* Selected excerpt *
## START

ElBaradei, speaking to a small group of journalists including The Associated Press at his home on the outskirts of Cairo, said members of the dominant Muslim Brotherhood “live in a delusion” if they think they can manage the country on their own, describing them as a “minority.”

He said that if the opposition were to enter elections now, it could win a large chunk of parliament, even a majority.

Egypt has been polarized for months between President Mohammed Morsi and his Islamist supporters on one side and their opponents on the other. A rocky transition has been marred by protests which now regularly turn into deadly clashes, in addition to lawlessness and a mounting economic crisis.

ElBaradei and others in the opposition blame the turmoil on the determination of the Muslim Brotherhood, from which Morsi hails, to monopolize power and push through its agenda. Morsi’s supporters have accused the opposition — including the National Salvation Front in which ElBaradei is a leading figure — of trying to cause instability to undermine the elected government and prevent Islamist rule.

ElBaradei dismissed comments by critics of the NSF, which groups liberals, leftists and some parties considered carryovers from the deposed regime of President Hosni Mubarak, as fearful of competing with the Muslim Brotherhood and other Islamists in elections. So far, in the string of elections since the ouster of Mubarak in 2011, Islamists have come out on top, but their margins of victory have narrowed over time.

The National Salvation Front had said it would boycott parliamentary elections that were supposed to start in April, accusing the Islamists of gerrymandering election districts to their advantage. But the election was put off indefinitely by a legal challenge over the law governing the vote.

“It is bogus to say that we don’t want to (compete), that we are spoilers ... We do want to go into elections,” he said. “My feeling that right now if we go into elections, there is a good chance that we will get, if not a majority, a good chunk of the parliament, simply, not because our ingenuity, but because the Brotherhood messed up so badly, that again people will say, in my view, ‘anybody but the Brotherhood’ because they haven’t delivered.”

ElBaradei said the opposition is still considering whether to compete in the elections. The opposition has said it will decide whether to participate after the law is redrawn, and it called on Morsi to choose an independent prime minister and government to oversee the voting, and allow for a new attorney general to be chosen by the judiciary to replace the current one, a presidential appointee. A court has nullified the attorney general’s appointment, but he remains in his post.

## END

* Stated goal 1 *
Take the records from their first line through the line containing "x=215 y=205" and write those lines out again, replacing "scattered debris" with "loose rubble" and changing nothing else.

* Dataset entries *

## START

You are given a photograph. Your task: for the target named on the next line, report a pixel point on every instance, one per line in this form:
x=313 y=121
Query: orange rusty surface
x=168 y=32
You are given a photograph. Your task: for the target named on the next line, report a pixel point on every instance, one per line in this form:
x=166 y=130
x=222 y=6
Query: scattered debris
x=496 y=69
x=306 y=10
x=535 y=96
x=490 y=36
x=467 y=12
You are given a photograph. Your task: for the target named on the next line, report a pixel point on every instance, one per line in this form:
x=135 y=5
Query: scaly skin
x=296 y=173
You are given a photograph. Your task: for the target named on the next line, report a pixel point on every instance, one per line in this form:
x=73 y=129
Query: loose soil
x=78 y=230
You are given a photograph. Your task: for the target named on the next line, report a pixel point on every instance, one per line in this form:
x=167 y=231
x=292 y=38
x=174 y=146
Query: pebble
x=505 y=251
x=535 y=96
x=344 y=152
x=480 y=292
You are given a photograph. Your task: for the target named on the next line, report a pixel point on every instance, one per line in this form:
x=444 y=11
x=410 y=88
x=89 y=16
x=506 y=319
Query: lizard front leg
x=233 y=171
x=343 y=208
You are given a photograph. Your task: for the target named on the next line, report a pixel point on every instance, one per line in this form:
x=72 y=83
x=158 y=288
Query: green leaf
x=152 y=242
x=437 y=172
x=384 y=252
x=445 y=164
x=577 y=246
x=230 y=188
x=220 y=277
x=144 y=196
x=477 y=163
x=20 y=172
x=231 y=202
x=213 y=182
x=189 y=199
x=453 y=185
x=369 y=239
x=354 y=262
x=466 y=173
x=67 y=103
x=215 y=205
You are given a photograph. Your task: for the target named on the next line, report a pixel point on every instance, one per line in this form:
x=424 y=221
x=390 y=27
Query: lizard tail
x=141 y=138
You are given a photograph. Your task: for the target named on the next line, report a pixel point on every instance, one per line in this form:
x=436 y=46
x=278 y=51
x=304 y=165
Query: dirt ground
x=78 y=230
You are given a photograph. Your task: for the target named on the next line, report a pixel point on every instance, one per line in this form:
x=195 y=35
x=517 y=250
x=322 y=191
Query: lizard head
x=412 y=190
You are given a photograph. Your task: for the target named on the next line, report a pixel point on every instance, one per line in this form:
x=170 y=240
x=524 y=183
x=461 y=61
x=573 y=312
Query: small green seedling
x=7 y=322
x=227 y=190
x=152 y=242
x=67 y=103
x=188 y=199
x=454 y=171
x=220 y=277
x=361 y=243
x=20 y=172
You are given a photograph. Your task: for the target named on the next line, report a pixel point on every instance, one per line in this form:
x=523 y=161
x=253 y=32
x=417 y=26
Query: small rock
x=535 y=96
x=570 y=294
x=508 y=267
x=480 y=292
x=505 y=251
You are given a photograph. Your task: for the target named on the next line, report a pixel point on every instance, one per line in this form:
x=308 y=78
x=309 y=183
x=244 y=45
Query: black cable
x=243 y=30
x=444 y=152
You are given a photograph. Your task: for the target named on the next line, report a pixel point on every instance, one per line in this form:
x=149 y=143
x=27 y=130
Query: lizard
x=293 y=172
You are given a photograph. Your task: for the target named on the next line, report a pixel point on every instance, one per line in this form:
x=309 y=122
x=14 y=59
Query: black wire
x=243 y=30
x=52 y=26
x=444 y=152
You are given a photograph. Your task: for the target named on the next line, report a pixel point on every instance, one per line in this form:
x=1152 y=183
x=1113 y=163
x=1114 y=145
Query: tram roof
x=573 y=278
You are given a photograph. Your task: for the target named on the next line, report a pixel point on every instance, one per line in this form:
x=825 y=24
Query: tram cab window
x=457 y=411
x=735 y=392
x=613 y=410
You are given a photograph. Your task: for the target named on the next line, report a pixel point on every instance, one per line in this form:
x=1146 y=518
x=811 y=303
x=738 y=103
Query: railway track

## END

* Stated goal 2 *
Summarize the report on ElBaradei's remarks in two sentences.

* Final result 1 *
You are given a photograph. Your task: for the target named on the next line, report a pixel point on every instance, one per line in this form:
x=313 y=121
Query: orange rusty surface
x=168 y=32
You are given a photograph. Your task: for the target named on the next line, report a pixel point on every instance, one per line in this form:
x=166 y=130
x=222 y=6
Query: loose rubble
x=496 y=69
x=306 y=10
x=535 y=96
x=490 y=36
x=467 y=12
You are given a photograph. Your task: for the target named on the next line, report a pixel point on every instance, one per line in this form:
x=135 y=5
Query: scaly skin
x=296 y=173
You are given a photograph. Your task: for the target named on the next line, report a pixel point on every instance, one per line in this form:
x=73 y=129
Query: loose soil
x=78 y=230
You are given a photograph. Your task: for the target named on the next line, report a pixel point on every instance, one per line in this form:
x=167 y=231
x=292 y=38
x=174 y=146
Query: pebble
x=505 y=251
x=535 y=96
x=344 y=152
x=480 y=292
You are given a photograph. Your task: for the target named on the next line, report a pixel point on every instance, one per line in this form:
x=444 y=11
x=410 y=88
x=89 y=16
x=506 y=319
Query: lizard front leg
x=233 y=171
x=343 y=208
You are given a photograph. Your task: for the target named on the next line, report a pixel point on every instance, one per line in this form:
x=72 y=83
x=158 y=288
Query: green leaf
x=152 y=242
x=437 y=172
x=384 y=252
x=445 y=164
x=577 y=246
x=230 y=188
x=220 y=277
x=144 y=196
x=477 y=163
x=20 y=172
x=231 y=202
x=213 y=182
x=189 y=199
x=453 y=185
x=369 y=239
x=354 y=262
x=466 y=173
x=67 y=103
x=215 y=205

* Final result 2 *
ElBaradei told journalists that the Muslim Brotherhood is a minority deluded about ruling alone, and that the opposition could win a large share of parliament, even a majority, if elections were held now, because the Brotherhood has failed to deliver. He rejected claims that the National Salvation Front fears competing and said it wants to contest elections, though the opposition will decide only after the election law is redrawn and has called for an independent government to oversee the vote and a new attorney general chosen by the judiciary.